ESTRATTO DEL TESTO:
··········
Che problemi ha l’Italia con la meritocrazia? La meritocrazia crea opportunità. Il mondo universitario italiano, che dovrebbe essere il motore delle nuove eccellenze, invece resta ancorato alle critiche di matrice anglosassone contro la meritocrazia. Ma da noi la meritocrazia non è mai nata. Dieci anni fa feci delle proposte che vennero anche accettate. Fui il primo a dire che bisognava coinvolgere più donne nei consigli di amministrazione d’impresa, il che portò alle quote rosa. Convinsi la Gelmini a introdurre l’Invalsi, tuttora in uso. Tuttavia, le donne nei board non arrivano quasi mai a posti di vero potere, e lo stesso Invalsi non entra nella valutazione delle scuole o delle borse di studio, è una meritocrazia delle carte bollate, è solo forma. Manca la spinta all’eccellenza, alla competizione sana, quella che ha portato Mancini a vincere gli Europei di calcio.

Manca la spinta o c’è un freno? Da noi manca l’ecosistema delle opportunità, che è composto di grandissime imprese o di startup dall’alto potenziale di crescita. I giovani laureati qui sono bravi, ma non trovano sbocchi e le retribuzioni sono bassissime. D’altra parte, la grande azienda non è stata incentivata negli ultimi 30 anni. Nella lista Fortune 500 20 anni fa avevamo 15 imprese, oggi solo cinque. Abbiamo davanti non solo la Germania o la Francia, ma anche l’Olanda, la Svizzera, la Svezia, la Spagna, il Brasile, la Corea, l’India. L’Italia, contrariamente a quanto si pensi, ha iniziato a impoverirsi 40 anni fa, quando lo Stato ha drogato il sistema economico con la spesa pubblica. Negli anni del miracolo economico il debito era il 30% del Pil, che in pochi anni è arrivato al 110%. Improvvisamente il sistema è crollato a metà degli anni 90 e ci siamo accorti che la nostra economia era rimasta indietro, ancorata all’impresa famigliare di piccole dimensioni, mentre il resto del mondo puntava sulle grandi imprese di servizio e poi sull’economia della conoscenza. Fiat e Montedison sono state vendute, sono sparite le opportunità per i giovani. Alla generale mancanza della domanda di talenti in Italia fa inoltre da specchio l’incapacità di produrne dei nostri atenei.

La gestione di una squadra dipende da una persona. Draghi è come Mancini? Draghi sta restituendo fiducia nel Paese, lo sta pilotando verso l’immunizzazione e ha la credibilità per gestire 200 miliardi di fondi Recovery. Ma per affrontare le sfide che ho descritto ci vogliono riforme che non ha ancora avviato. Per esempio, non può allocare i fondi straordinari per le università e la ricerca in funzione del merito, perché causerebbe la rivoluzione dei docenti universitari secondo cui le università sono tutte eguali. Potrebbe anche incentivare la nascita di un capitalismo meritocratico incentivando fondi globali e multinazionali a investire in Italia. E poi c’è la riforma della giustizia, che per essere efficace deve andare oltre soluzioni giuridiche (come la ridefinizione del processo penale o civile) e valutare e responsabilizzare i magistrati. Vedremo.

La sua è l’unica voce preoccupata nel generale entusiasmo per l’accelerazione tecnologica e digitale da Covid. Credo che sia magnifica la crescita del digitale, l’accelerazione nell’economia della conoscenza. Ma ne parlo in modo pessimistico perché il nostro sistema economico è vulnerabile a questo cambiamento. Il Covid ha cambiato tantissimo nel mondo del business. Il settore alberghiero, per esempio, ne è stravolto. E di fronte a questa crisi i piccoli chiuderanno e le grandi catene, che sono quasi tutte straniere, ne approfitteranno, avendo le economie necessarie per affrontare e gestire il cambiamento.

Come vede il nostro futuro con i fondi europei? I 200 miliardi del Recovery Fund sono i benvenuti, ma sono investimenti pubblici. Per cambiare il Paese ci vogliono investimenti privati in imprese che crescano e creino opportunità per il capitale umano italiano.
··········
DATI IN ESAME:
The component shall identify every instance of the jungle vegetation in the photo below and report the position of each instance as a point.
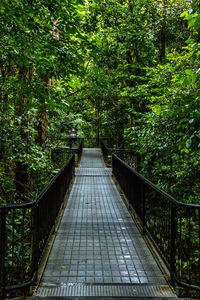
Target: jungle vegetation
(124, 69)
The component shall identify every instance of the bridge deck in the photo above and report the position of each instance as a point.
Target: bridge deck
(98, 250)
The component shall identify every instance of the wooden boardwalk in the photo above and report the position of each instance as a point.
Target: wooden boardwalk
(98, 251)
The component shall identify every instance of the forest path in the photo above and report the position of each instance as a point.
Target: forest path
(98, 251)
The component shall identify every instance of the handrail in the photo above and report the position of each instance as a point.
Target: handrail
(25, 230)
(173, 227)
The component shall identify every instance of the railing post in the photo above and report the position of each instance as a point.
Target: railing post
(2, 253)
(35, 237)
(143, 208)
(173, 241)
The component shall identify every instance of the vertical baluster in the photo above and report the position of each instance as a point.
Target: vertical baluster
(2, 253)
(173, 240)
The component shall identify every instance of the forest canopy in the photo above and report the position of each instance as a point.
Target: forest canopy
(126, 70)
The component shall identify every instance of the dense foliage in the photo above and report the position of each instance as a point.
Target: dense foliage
(128, 70)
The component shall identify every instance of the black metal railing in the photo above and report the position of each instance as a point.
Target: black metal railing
(25, 230)
(173, 227)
··········
CONSEGNA A:
Le affermazioni seguenti concordano con l'estratto sulla meritocrazia? Per ciascuna rispondi sì o no e cita testualmente le parole decisive: (i) oggi l'Italia ha cinque imprese nella lista Fortune 500; (ii) negli anni del miracolo economico il debito era già al 110% del Pil; (iii) le grandi catene alberghiere sono quasi tutte italiane.
CONSEGNA B:
Puoi riscrivere come elenco puntato il paragrafo dell'estratto sulla meritocrazia che comincia con «La gestione di una squadra dipende da una persona», mantenendone i fatti principali?
CONSEGNA C:
Stampa l'estratto sulla meritocrazia da “Che problemi ha” giù fino a “Europei di calcio.”.

SOLUZIONE A:
(i) Sì: «Nella lista Fortune 500 20 anni fa avevamo 15 imprese, oggi solo cinque.»
(ii) No: «Negli anni del miracolo economico il debito era il 30% del Pil, che in pochi anni è arrivato al 110%.»
(iii) No: «le grandi catene, che sono quasi tutte straniere, ne approfitteranno»

SOLUZIONE B:
- Draghi sta restituendo fiducia al Paese e lo guida verso l'immunizzazione.
- Ha la credibilità per gestire i 200 miliardi dei fondi Recovery.
- Non ha ancora avviato le riforme necessarie per affrontare le sfide descritte.
- Non può assegnare in base al merito i fondi straordinari per università e ricerca, perché scatenerebbe la rivolta dei docenti, secondo cui le università sono tutte uguali.
- Potrebbe favorire un capitalismo meritocratico incentivando fondi globali e multinazionali a investire in Italia.
- La riforma della giustizia, per essere efficace, deve andare oltre le soluzioni giuridiche e valutare e responsabilizzare i magistrati.

SOLUZIONE C:
Che problemi ha l’Italia con la meritocrazia? La meritocrazia crea opportunità. Il mondo universitario italiano, che dovrebbe essere il motore delle nuove eccellenze, invece resta ancorato alle critiche di matrice anglosassone contro la meritocrazia. Ma da noi la meritocrazia non è mai nata. Dieci anni fa feci delle proposte che vennero anche accettate. Fui il primo a dire che bisognava coinvolgere più donne nei consigli di amministrazione d’impresa, il che portò alle quote rosa. Convinsi la Gelmini a introdurre l’Invalsi, tuttora in uso. Tuttavia, le donne nei board non arrivano quasi mai a posti di vero potere, e lo stesso Invalsi non entra nella valutazione delle scuole o delle borse di studio, è una meritocrazia delle carte bollate, è solo forma. Manca la spinta all’eccellenza, alla competizione sana, quella che ha portato Mancini a vincere gli Europei di calcio.